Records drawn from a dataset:
★ ★ ★ ★ ★

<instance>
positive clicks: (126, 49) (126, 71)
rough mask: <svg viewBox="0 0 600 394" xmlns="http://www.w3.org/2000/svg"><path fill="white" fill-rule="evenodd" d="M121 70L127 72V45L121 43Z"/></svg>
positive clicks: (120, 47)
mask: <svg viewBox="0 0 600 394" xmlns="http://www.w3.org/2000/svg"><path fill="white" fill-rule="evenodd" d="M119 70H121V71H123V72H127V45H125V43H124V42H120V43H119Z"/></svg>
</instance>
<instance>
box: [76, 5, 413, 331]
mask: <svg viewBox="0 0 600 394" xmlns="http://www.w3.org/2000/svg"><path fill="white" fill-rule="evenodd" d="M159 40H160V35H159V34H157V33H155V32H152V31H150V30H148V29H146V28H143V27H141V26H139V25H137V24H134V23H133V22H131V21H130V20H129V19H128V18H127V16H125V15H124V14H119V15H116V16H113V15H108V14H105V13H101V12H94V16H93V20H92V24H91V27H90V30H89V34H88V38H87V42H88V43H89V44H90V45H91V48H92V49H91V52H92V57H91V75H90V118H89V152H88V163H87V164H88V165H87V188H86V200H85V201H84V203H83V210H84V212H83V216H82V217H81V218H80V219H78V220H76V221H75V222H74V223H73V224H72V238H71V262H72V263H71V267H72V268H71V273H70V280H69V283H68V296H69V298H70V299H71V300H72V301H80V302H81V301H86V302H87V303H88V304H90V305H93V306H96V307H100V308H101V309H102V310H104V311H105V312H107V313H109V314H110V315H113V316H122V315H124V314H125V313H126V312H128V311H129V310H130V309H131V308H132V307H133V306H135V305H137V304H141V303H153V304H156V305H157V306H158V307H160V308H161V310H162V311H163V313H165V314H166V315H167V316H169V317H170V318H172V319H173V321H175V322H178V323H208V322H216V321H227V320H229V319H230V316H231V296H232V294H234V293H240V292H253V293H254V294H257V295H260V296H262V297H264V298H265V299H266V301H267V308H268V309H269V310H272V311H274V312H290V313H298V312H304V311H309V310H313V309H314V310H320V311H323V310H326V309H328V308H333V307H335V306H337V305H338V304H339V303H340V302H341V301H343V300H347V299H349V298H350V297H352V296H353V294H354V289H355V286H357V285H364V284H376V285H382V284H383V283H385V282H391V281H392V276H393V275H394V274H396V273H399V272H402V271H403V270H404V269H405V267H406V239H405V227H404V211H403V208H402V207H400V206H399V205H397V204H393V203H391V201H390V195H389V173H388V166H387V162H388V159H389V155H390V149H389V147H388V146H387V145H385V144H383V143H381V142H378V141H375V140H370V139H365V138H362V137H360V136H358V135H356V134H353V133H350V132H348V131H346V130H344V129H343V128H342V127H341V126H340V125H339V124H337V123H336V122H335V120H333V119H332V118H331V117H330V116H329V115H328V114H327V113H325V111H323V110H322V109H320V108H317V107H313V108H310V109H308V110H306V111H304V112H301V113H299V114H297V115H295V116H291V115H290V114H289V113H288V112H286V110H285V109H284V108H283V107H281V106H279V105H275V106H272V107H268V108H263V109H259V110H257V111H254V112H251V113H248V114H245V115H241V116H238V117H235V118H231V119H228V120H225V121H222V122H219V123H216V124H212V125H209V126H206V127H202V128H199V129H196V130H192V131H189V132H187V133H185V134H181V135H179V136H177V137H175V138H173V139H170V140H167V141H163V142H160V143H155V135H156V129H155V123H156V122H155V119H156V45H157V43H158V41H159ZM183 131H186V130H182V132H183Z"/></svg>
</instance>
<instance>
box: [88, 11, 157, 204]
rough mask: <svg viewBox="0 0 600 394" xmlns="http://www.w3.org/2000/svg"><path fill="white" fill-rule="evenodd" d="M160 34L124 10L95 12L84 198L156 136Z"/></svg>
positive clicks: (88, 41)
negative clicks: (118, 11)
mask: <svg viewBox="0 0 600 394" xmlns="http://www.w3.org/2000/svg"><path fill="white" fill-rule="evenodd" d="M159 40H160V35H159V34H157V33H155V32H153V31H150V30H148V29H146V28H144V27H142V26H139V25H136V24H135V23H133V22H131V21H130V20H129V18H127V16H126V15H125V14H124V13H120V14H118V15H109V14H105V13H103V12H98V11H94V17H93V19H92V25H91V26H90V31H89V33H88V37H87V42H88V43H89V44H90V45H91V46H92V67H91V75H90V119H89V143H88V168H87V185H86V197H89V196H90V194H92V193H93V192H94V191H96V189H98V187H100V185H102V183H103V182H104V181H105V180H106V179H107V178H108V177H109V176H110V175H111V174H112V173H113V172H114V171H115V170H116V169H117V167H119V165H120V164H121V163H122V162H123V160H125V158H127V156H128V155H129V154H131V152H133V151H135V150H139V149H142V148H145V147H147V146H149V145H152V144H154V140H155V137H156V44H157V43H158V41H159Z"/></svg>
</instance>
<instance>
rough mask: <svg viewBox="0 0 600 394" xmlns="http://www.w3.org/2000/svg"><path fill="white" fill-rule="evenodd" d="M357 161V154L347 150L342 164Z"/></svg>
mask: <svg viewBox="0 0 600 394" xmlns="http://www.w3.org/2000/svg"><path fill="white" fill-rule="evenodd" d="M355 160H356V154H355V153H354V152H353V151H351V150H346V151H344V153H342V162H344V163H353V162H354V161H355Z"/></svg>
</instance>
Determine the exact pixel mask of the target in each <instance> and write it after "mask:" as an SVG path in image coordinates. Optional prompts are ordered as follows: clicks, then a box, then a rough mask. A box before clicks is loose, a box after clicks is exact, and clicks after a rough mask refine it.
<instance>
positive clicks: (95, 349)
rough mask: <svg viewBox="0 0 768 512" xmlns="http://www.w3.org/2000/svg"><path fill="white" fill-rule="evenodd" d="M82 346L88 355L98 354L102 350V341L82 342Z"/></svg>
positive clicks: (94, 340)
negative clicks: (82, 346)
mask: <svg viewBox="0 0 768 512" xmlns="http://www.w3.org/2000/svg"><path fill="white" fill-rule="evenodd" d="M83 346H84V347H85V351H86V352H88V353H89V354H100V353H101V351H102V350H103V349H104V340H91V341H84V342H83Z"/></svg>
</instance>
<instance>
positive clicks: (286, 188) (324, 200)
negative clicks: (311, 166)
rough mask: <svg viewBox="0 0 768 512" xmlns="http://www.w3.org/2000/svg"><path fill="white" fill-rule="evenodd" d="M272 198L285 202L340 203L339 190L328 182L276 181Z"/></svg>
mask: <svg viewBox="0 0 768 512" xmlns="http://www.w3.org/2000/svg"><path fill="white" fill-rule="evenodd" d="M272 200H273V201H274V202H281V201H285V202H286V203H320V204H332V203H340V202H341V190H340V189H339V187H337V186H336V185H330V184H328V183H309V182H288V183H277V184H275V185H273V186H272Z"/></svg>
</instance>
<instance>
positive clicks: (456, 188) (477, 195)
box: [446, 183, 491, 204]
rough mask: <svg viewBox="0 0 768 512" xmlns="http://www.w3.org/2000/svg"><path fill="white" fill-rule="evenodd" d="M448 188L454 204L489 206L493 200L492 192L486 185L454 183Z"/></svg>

★ ★ ★ ★ ★

**PROBLEM STATEMENT**: All of the data should be retyped exactly.

**ANSWER FOR THIS EXERCISE**:
<instance>
positive clicks: (126, 49) (126, 71)
rough mask: <svg viewBox="0 0 600 394" xmlns="http://www.w3.org/2000/svg"><path fill="white" fill-rule="evenodd" d="M121 70L127 72V45L121 43Z"/></svg>
positive clicks: (120, 47)
mask: <svg viewBox="0 0 600 394" xmlns="http://www.w3.org/2000/svg"><path fill="white" fill-rule="evenodd" d="M119 70H121V71H123V72H127V45H125V43H124V42H120V43H119Z"/></svg>
</instance>
<instance>
box: [76, 5, 413, 331]
mask: <svg viewBox="0 0 600 394" xmlns="http://www.w3.org/2000/svg"><path fill="white" fill-rule="evenodd" d="M159 40H160V35H159V34H157V33H155V32H152V31H150V30H148V29H146V28H143V27H141V26H139V25H137V24H134V23H133V22H131V21H130V20H129V19H128V18H127V16H125V15H124V14H119V15H116V16H113V15H108V14H105V13H101V12H94V16H93V20H92V24H91V27H90V30H89V34H88V38H87V42H88V43H89V44H90V45H91V48H92V49H91V52H92V57H91V75H90V118H89V152H88V163H87V164H88V165H87V188H86V200H85V201H84V203H83V210H84V212H83V216H82V217H81V218H80V219H78V220H76V221H75V222H74V223H73V224H72V238H71V262H72V263H71V267H72V268H71V273H70V280H69V283H68V296H69V298H70V299H71V300H72V301H80V302H81V301H86V302H87V303H88V304H90V305H93V306H96V307H100V308H101V309H102V310H104V311H105V312H107V313H109V314H110V315H113V316H122V315H124V314H125V313H126V312H128V311H129V310H130V309H131V308H132V307H133V306H135V305H137V304H141V303H153V304H156V305H157V306H158V307H160V308H161V310H162V311H163V313H165V314H166V315H167V316H169V317H170V318H172V319H173V321H175V322H178V323H208V322H216V321H227V320H229V319H230V316H231V296H232V294H234V293H240V292H253V293H254V294H257V295H260V296H262V297H264V298H265V299H266V301H267V308H268V309H269V310H272V311H274V312H290V313H298V312H304V311H309V310H313V309H314V310H320V311H323V310H326V309H328V308H333V307H335V306H337V305H338V304H339V303H340V302H341V301H343V300H347V299H349V298H350V297H352V296H353V294H354V289H355V286H357V285H364V284H376V285H382V284H383V283H385V282H391V281H392V276H393V275H394V274H396V273H399V272H402V271H403V270H404V269H405V267H406V239H405V227H404V211H403V208H402V207H400V206H399V205H397V204H393V203H391V201H390V195H389V173H388V166H387V162H388V159H389V155H390V149H389V147H388V146H387V145H385V144H383V143H381V142H378V141H375V140H370V139H365V138H362V137H360V136H358V135H356V134H353V133H350V132H348V131H346V130H344V129H343V128H342V127H341V126H340V125H339V124H337V123H336V122H335V120H333V119H332V118H331V117H330V116H329V115H328V114H327V113H325V111H323V110H322V109H320V108H317V107H313V108H310V109H308V110H306V111H304V112H301V113H299V114H297V115H295V116H291V115H290V114H289V113H288V112H286V110H285V109H284V108H283V107H281V106H279V105H275V106H272V107H268V108H263V109H259V110H257V111H254V112H251V113H248V114H245V115H241V116H238V117H235V118H231V119H228V120H225V121H222V122H219V123H216V124H212V125H209V126H206V127H202V128H199V129H196V130H192V131H189V132H187V133H185V134H181V135H179V136H177V137H175V138H173V139H170V140H167V141H163V142H160V143H155V135H156V129H155V123H156V122H155V119H156V45H157V43H158V41H159ZM183 131H186V130H182V132H183Z"/></svg>
</instance>
<instance>
box: [88, 11, 157, 204]
rough mask: <svg viewBox="0 0 600 394" xmlns="http://www.w3.org/2000/svg"><path fill="white" fill-rule="evenodd" d="M160 34L124 10L95 12L84 198L156 136Z"/></svg>
positive clicks: (88, 41)
negative clicks: (118, 11)
mask: <svg viewBox="0 0 600 394" xmlns="http://www.w3.org/2000/svg"><path fill="white" fill-rule="evenodd" d="M159 40H160V35H159V34H157V33H155V32H153V31H150V30H148V29H146V28H144V27H142V26H139V25H136V24H135V23H133V22H131V21H130V20H129V18H127V16H126V15H125V14H124V13H120V14H118V15H109V14H105V13H103V12H98V11H94V17H93V19H92V25H91V26H90V31H89V33H88V37H87V42H88V43H89V44H90V45H91V46H92V67H91V75H90V119H89V143H88V168H87V185H86V197H89V196H90V194H92V193H93V192H94V191H96V189H98V187H100V185H102V183H103V182H104V181H105V180H106V179H107V178H108V177H109V176H110V175H111V174H112V173H113V172H114V171H115V170H116V169H117V167H119V165H120V164H121V163H122V162H123V160H125V158H127V156H128V155H129V154H131V152H133V151H135V150H139V149H142V148H145V147H147V146H149V145H152V144H154V140H155V137H156V44H157V43H158V41H159Z"/></svg>
</instance>
<instance>
rough mask: <svg viewBox="0 0 600 394" xmlns="http://www.w3.org/2000/svg"><path fill="white" fill-rule="evenodd" d="M357 161V154L347 150L342 164Z"/></svg>
mask: <svg viewBox="0 0 600 394" xmlns="http://www.w3.org/2000/svg"><path fill="white" fill-rule="evenodd" d="M355 160H356V154H355V153H354V152H353V151H351V150H346V151H344V153H342V162H344V163H353V162H354V161H355Z"/></svg>
</instance>
Determine the exact pixel mask of the target in each <instance> and write it after "mask:" as an SVG path in image coordinates. Optional prompts are ordered as follows: clicks, then a box, then a rough mask. A box before clicks is loose, a box after clicks is exact, and clicks after a rough mask refine it.
<instance>
positive clicks: (95, 349)
rough mask: <svg viewBox="0 0 768 512" xmlns="http://www.w3.org/2000/svg"><path fill="white" fill-rule="evenodd" d="M82 346L88 355L98 354L102 350V341L82 342Z"/></svg>
positive clicks: (94, 340)
negative clicks: (82, 346)
mask: <svg viewBox="0 0 768 512" xmlns="http://www.w3.org/2000/svg"><path fill="white" fill-rule="evenodd" d="M83 346H84V347H85V351H86V352H88V353H89V354H100V353H101V351H102V350H103V349H104V340H91V341H84V342H83Z"/></svg>
</instance>
<instance>
positive clicks: (286, 188) (324, 200)
negative clicks: (311, 166)
rough mask: <svg viewBox="0 0 768 512" xmlns="http://www.w3.org/2000/svg"><path fill="white" fill-rule="evenodd" d="M272 198L285 202L340 203L339 190L328 182L276 181Z"/></svg>
mask: <svg viewBox="0 0 768 512" xmlns="http://www.w3.org/2000/svg"><path fill="white" fill-rule="evenodd" d="M272 200H273V201H274V202H281V201H285V202H286V203H320V204H332V203H340V202H341V190H340V189H339V187H337V186H336V185H330V184H328V183H309V182H288V183H277V184H275V185H273V186H272Z"/></svg>
</instance>
<instance>
positive clicks: (456, 188) (477, 195)
box: [446, 183, 491, 204]
rough mask: <svg viewBox="0 0 768 512" xmlns="http://www.w3.org/2000/svg"><path fill="white" fill-rule="evenodd" d="M448 188L454 204L489 206L493 200L492 192L486 185L454 183Z"/></svg>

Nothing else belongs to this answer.